__The task__: Which lines in the records below contain the word "outline"? Return each of them.

*** Opening Stored data ***

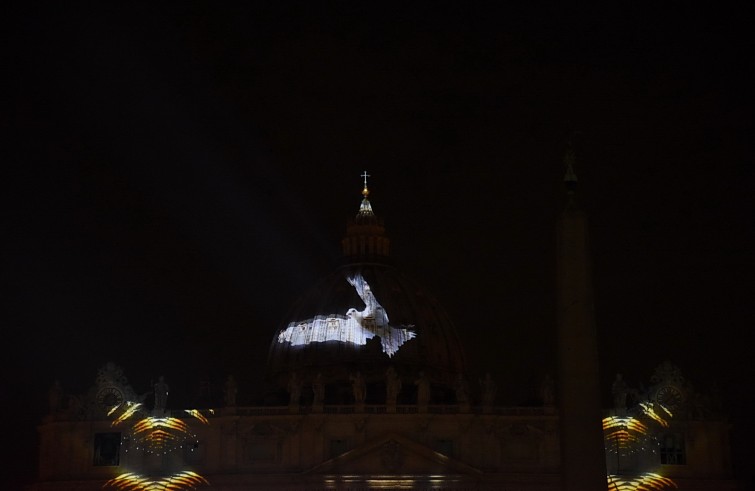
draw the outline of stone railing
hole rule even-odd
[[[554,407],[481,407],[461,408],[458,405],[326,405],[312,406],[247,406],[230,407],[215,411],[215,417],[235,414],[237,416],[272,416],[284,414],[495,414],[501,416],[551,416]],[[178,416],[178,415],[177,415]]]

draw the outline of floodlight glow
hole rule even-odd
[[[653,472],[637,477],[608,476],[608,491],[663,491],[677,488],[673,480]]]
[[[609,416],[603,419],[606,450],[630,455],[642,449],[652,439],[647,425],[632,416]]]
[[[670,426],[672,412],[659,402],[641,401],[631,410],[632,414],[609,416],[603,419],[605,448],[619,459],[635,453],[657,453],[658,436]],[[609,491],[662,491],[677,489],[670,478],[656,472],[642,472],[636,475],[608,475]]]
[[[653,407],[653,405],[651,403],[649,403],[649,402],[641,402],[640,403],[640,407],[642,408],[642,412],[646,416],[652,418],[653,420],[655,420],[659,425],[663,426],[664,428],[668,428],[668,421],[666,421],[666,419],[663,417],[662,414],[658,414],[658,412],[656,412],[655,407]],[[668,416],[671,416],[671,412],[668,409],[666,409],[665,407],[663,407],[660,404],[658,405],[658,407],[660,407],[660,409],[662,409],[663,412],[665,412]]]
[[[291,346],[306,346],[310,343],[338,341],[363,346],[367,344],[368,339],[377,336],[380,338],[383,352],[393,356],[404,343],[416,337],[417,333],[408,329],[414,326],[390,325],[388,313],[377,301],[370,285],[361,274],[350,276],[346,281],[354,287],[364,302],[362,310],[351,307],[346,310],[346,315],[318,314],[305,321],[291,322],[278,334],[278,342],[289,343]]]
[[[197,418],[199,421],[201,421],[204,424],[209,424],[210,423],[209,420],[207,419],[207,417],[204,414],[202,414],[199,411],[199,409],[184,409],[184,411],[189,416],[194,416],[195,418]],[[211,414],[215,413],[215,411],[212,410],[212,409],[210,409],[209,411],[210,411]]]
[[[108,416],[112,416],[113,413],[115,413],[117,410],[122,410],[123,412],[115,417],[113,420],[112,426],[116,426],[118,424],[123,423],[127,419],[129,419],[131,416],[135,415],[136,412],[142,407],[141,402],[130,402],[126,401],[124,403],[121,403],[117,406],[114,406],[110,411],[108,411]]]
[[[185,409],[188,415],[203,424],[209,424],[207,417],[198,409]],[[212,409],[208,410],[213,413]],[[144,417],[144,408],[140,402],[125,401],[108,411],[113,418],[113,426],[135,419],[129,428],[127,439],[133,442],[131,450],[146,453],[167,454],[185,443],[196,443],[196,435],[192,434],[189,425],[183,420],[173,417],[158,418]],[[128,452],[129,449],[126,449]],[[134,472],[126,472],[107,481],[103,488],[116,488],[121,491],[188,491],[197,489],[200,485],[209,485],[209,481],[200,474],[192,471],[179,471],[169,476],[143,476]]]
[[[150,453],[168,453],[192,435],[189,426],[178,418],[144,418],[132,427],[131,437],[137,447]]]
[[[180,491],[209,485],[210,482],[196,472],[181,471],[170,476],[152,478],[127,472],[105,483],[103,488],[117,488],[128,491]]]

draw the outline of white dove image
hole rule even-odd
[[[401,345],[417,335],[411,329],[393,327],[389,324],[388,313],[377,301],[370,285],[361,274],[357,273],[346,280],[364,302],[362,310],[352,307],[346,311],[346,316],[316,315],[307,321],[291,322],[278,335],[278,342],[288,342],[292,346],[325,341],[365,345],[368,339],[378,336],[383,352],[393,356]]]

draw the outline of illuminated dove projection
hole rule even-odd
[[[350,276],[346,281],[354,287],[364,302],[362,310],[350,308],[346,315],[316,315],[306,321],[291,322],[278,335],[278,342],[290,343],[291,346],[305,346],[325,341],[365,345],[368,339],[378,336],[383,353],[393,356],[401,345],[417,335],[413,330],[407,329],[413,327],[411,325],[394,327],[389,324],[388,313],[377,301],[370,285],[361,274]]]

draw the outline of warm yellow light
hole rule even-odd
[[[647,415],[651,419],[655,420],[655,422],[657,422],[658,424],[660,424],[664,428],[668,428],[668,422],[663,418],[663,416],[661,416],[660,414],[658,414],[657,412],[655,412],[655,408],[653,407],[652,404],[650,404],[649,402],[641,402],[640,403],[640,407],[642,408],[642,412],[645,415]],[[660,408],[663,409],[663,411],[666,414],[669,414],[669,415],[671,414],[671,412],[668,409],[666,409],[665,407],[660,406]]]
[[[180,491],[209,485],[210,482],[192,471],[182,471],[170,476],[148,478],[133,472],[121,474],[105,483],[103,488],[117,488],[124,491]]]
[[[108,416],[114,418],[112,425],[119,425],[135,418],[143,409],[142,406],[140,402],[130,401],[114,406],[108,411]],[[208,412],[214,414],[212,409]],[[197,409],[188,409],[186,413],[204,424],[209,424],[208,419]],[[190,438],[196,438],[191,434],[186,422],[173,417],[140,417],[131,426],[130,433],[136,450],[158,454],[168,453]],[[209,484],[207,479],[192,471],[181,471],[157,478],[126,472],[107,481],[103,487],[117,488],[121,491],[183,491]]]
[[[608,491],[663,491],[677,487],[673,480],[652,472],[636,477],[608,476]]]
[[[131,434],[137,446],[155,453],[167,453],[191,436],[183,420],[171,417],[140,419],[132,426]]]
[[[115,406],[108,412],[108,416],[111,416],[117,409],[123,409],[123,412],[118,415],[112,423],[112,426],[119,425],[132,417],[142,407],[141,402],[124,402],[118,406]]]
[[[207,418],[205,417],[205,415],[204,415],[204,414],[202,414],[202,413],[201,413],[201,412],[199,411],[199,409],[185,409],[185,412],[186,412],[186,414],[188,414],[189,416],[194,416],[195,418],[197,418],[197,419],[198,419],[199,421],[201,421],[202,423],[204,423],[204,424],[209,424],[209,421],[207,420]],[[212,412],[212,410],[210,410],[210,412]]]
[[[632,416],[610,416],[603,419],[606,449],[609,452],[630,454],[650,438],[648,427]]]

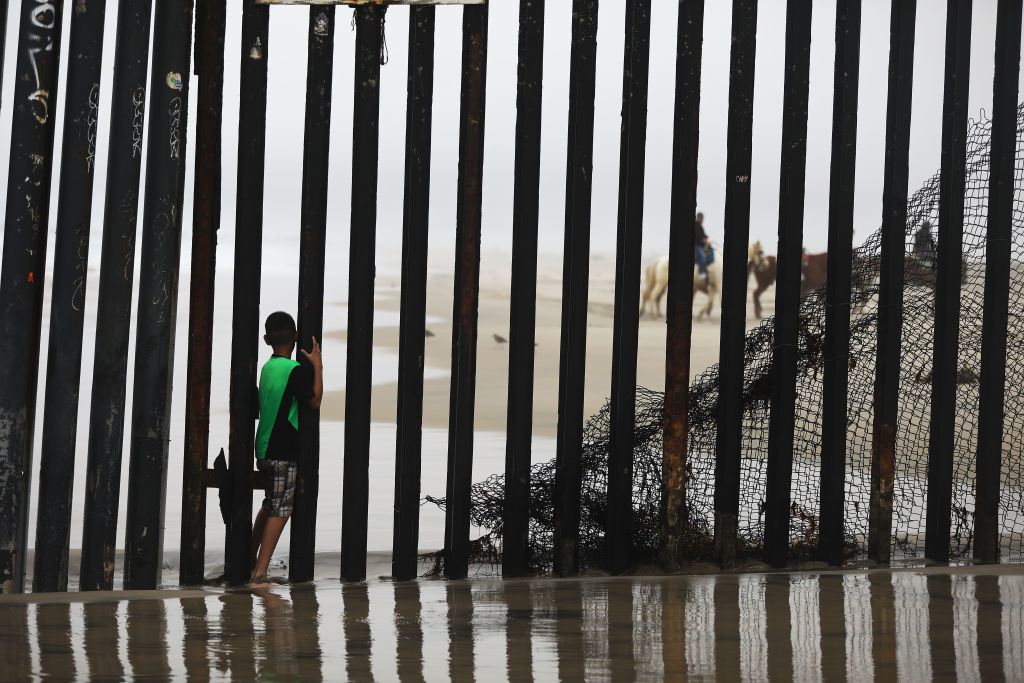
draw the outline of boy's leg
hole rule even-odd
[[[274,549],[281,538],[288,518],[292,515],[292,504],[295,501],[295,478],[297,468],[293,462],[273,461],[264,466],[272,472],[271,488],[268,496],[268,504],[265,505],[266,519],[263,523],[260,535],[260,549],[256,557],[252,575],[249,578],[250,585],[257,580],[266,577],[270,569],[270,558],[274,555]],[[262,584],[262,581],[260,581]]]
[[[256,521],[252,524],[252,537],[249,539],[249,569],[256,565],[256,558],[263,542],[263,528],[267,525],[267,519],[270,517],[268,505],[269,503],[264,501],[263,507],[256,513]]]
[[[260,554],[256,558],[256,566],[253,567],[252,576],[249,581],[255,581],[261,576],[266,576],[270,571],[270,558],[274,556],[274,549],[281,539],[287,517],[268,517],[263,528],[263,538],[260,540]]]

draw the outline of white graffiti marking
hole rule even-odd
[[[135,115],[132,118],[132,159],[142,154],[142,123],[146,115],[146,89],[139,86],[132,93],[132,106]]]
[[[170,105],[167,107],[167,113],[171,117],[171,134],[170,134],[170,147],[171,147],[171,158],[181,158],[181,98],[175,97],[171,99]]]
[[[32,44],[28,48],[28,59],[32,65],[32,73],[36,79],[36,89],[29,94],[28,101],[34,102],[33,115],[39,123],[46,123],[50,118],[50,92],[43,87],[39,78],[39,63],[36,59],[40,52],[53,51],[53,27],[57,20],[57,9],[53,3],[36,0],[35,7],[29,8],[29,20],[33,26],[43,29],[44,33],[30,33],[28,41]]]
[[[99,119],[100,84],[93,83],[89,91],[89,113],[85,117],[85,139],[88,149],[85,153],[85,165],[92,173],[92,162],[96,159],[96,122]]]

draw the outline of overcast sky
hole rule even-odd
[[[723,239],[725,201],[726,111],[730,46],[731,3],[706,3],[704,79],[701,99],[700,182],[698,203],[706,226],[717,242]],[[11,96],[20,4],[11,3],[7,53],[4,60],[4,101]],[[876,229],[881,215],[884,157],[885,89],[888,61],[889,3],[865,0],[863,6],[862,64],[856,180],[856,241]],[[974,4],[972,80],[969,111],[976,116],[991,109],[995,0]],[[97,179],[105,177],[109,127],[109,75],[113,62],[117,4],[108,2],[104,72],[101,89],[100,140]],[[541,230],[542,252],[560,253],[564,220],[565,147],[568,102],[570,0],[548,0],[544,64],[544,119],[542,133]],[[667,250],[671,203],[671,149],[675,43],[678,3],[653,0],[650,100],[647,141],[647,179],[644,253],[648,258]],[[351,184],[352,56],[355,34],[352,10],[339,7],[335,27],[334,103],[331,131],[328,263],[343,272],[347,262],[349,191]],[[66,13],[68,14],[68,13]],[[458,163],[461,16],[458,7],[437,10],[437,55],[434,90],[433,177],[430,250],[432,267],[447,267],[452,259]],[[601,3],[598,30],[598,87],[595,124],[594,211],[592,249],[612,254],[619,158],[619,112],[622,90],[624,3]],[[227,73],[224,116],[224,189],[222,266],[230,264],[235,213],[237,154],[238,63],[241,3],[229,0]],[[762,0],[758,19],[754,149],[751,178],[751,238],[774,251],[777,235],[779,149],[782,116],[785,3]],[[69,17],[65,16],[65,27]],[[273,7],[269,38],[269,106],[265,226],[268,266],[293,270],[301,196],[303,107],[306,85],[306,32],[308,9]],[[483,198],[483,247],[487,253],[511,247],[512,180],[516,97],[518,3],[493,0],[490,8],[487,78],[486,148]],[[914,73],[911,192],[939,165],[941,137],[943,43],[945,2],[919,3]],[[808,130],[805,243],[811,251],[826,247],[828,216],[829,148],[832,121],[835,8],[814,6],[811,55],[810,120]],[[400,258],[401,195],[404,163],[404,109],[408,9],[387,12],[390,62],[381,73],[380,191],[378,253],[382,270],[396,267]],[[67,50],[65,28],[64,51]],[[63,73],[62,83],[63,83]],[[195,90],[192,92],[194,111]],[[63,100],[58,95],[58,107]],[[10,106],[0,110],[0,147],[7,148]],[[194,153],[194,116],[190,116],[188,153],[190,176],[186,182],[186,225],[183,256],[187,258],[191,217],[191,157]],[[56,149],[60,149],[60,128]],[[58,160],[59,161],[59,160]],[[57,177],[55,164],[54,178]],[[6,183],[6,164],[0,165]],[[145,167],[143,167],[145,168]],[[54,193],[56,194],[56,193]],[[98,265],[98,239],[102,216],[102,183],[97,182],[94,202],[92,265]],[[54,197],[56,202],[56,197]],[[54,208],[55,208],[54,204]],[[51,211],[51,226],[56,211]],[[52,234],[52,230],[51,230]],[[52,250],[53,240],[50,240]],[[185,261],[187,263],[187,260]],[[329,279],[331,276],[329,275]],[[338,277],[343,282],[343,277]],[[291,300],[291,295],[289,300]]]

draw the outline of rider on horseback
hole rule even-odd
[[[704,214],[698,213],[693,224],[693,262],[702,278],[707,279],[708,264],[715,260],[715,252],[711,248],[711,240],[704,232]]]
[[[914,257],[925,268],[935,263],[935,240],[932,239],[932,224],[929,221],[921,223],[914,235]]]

*** Closing Stored data ***

__Written answer__:
draw the outline of stone railing
draw the outline of floodlight glow
draw the outline of white dove image
draw the outline of illuminated dove projection
draw the outline of warm yellow light
draw the outline of boy's leg
draw the outline of white graffiti marking
draw the outline of overcast sky
draw the outline of rider on horseback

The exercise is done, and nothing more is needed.